Dataset rows showing where objects appear:
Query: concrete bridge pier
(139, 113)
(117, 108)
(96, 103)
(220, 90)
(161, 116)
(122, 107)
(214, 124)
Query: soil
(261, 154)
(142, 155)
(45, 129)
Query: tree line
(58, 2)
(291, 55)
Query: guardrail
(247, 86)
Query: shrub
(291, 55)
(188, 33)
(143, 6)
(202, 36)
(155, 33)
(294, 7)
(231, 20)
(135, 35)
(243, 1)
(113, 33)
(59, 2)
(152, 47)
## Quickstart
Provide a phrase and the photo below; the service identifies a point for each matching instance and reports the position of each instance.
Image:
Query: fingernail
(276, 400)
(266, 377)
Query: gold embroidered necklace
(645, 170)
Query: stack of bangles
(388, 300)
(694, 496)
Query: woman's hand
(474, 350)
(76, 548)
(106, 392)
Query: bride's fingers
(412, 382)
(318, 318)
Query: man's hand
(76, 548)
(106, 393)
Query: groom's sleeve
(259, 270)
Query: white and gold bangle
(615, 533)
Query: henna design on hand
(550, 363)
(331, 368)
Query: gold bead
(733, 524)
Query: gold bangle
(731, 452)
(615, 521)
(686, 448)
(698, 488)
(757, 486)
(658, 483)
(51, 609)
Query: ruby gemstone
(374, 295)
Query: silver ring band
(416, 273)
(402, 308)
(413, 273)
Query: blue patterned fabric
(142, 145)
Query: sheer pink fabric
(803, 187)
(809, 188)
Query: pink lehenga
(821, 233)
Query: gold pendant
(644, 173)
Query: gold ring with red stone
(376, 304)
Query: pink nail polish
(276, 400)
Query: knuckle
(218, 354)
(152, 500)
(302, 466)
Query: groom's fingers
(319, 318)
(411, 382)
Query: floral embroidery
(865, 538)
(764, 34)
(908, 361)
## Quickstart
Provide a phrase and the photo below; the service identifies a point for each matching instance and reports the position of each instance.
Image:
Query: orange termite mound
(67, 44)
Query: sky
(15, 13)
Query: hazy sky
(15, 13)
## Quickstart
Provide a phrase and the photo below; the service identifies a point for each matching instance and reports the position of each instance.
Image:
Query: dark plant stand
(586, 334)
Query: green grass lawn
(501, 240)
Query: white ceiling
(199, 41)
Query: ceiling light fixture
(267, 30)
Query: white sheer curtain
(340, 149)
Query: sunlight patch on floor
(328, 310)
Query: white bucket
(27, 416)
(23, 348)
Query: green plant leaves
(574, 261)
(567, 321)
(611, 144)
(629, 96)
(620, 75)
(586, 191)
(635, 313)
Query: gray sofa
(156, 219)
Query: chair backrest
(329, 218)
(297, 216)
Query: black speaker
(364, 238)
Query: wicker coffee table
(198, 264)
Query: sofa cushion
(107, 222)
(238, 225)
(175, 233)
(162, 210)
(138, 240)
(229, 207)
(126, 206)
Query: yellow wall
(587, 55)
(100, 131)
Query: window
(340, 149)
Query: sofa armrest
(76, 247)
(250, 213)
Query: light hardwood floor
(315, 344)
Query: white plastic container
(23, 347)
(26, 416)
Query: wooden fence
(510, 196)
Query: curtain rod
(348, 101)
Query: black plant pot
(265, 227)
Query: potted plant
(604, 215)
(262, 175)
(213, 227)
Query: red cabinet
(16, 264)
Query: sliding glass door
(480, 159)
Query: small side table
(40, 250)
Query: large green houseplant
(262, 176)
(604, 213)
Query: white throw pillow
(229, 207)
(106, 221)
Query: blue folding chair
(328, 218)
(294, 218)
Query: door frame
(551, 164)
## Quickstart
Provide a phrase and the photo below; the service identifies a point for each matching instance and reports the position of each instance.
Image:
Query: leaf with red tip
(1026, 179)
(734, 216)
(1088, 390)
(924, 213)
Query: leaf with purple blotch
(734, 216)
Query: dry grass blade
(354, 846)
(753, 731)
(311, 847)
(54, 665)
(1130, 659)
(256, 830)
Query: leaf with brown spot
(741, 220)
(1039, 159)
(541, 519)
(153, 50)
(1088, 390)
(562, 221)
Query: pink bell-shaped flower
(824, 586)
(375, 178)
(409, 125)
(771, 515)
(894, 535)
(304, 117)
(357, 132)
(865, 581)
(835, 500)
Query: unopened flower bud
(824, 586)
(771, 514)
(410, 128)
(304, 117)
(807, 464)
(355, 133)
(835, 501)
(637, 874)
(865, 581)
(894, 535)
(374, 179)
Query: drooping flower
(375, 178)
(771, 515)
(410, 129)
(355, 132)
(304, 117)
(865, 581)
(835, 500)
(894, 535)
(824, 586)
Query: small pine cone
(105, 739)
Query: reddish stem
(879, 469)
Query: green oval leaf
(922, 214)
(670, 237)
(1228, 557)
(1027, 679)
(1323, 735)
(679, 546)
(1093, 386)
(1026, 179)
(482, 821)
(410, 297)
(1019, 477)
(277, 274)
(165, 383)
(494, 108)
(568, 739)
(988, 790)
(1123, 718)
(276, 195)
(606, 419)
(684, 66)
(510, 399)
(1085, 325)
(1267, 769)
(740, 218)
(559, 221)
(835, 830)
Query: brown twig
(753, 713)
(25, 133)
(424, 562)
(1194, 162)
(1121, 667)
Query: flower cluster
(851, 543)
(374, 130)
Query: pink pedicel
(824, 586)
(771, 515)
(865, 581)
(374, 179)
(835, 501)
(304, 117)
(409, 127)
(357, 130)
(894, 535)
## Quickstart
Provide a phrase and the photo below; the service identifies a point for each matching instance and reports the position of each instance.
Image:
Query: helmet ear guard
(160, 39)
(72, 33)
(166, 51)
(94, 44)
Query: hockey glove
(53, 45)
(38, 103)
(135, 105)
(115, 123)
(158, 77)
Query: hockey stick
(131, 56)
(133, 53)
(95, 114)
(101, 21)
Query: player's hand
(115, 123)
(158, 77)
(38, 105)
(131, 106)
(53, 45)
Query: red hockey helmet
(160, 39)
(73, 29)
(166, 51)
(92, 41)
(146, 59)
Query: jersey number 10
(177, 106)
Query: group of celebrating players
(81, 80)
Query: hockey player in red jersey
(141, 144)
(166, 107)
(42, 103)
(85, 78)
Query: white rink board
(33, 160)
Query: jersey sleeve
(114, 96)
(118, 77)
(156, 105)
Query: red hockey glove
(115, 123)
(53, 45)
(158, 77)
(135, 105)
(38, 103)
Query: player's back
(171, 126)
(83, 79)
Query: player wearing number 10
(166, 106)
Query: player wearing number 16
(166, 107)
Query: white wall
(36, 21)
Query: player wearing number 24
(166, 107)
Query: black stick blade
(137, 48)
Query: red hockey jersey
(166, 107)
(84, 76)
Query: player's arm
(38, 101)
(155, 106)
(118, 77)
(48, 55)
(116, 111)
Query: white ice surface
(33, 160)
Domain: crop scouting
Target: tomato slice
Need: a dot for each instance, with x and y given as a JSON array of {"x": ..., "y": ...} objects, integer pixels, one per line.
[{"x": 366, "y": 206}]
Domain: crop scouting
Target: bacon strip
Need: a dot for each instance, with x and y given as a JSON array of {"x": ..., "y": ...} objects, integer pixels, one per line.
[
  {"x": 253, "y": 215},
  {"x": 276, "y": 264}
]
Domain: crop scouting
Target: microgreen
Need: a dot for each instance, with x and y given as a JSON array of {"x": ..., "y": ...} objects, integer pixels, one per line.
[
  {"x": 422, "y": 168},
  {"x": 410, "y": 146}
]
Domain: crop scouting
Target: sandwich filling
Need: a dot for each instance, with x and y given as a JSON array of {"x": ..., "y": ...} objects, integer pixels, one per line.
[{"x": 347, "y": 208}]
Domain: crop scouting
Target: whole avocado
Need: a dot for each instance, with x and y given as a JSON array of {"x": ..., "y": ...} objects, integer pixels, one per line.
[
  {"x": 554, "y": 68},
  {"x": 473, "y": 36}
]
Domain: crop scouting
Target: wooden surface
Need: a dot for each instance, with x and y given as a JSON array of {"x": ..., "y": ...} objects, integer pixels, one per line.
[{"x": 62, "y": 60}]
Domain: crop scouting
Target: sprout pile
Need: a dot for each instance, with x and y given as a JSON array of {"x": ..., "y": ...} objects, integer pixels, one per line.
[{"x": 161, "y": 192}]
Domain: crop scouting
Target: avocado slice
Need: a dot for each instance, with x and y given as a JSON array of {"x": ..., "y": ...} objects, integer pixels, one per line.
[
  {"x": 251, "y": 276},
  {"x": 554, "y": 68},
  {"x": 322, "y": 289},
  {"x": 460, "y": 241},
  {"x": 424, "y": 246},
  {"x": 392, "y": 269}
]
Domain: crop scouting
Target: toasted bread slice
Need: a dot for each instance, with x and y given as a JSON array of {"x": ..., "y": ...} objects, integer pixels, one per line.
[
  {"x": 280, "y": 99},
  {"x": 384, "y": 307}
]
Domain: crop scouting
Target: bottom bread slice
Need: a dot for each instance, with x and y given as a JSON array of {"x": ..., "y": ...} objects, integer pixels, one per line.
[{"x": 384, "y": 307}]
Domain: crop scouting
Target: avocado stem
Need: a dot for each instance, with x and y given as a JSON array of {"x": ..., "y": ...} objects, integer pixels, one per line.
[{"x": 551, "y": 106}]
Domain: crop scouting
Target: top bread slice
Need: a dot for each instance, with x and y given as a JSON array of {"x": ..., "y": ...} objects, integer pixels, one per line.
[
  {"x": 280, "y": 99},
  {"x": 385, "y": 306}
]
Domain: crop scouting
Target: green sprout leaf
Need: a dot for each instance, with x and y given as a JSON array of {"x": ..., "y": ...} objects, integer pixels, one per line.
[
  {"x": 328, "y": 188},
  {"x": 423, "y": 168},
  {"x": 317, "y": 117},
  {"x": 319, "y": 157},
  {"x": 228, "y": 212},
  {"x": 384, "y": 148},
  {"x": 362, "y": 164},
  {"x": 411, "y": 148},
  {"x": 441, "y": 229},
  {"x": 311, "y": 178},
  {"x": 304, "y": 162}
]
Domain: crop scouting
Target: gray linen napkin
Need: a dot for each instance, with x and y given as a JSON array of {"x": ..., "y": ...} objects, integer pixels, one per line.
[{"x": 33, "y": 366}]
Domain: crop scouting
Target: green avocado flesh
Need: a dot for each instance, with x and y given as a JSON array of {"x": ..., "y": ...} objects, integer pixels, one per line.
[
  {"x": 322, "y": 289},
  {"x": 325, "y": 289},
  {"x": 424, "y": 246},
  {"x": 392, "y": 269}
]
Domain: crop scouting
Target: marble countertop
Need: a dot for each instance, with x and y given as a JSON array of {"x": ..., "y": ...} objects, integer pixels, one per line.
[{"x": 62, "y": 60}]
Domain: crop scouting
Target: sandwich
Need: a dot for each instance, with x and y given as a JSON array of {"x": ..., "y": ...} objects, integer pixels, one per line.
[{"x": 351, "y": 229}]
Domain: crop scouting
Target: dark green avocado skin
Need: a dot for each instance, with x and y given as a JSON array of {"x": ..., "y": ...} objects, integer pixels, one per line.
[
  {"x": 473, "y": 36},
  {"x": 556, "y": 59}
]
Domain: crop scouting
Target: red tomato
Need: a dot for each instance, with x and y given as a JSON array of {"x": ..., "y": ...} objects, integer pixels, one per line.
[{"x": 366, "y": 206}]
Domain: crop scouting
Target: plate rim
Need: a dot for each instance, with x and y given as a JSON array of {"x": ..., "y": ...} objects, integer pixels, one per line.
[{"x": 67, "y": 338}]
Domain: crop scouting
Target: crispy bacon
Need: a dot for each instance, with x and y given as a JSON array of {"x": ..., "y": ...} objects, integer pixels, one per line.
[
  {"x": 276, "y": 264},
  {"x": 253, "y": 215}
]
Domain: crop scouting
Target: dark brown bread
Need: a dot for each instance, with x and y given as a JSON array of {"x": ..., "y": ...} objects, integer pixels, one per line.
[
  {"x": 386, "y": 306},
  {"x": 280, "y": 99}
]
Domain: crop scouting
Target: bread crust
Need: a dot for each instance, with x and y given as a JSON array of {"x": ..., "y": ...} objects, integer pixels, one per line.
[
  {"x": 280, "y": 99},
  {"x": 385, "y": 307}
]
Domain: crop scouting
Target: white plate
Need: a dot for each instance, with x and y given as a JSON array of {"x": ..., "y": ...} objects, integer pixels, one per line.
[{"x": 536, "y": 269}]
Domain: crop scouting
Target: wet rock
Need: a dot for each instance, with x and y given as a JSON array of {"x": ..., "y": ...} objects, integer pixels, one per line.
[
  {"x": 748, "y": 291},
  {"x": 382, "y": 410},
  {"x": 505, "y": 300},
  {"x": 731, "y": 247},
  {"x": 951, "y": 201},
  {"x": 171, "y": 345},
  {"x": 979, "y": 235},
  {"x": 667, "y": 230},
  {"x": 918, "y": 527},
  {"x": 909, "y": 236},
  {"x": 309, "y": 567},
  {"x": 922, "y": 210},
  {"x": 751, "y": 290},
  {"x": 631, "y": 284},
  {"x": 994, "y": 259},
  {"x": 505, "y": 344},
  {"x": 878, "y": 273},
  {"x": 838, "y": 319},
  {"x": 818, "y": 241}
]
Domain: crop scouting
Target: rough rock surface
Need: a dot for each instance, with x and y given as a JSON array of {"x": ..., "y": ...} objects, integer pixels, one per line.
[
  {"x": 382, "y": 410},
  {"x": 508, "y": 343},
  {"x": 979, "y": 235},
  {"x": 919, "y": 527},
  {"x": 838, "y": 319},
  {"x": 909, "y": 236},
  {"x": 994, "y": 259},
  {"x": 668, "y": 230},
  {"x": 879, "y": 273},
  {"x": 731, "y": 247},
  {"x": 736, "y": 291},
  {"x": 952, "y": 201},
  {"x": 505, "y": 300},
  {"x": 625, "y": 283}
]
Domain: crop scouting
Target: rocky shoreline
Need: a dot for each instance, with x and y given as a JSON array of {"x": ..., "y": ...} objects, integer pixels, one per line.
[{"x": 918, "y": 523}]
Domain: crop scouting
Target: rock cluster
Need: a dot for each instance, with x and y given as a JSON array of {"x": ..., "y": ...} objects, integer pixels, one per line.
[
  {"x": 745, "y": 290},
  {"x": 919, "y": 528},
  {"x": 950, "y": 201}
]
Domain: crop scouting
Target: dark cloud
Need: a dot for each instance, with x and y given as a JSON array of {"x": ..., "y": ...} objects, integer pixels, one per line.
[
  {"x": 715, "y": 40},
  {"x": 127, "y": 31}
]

§ Task description
Return every line of the listing above that contains the string "chair", matching case exactly.

§ Written reply
Query: chair backrest
Query: blue folding chair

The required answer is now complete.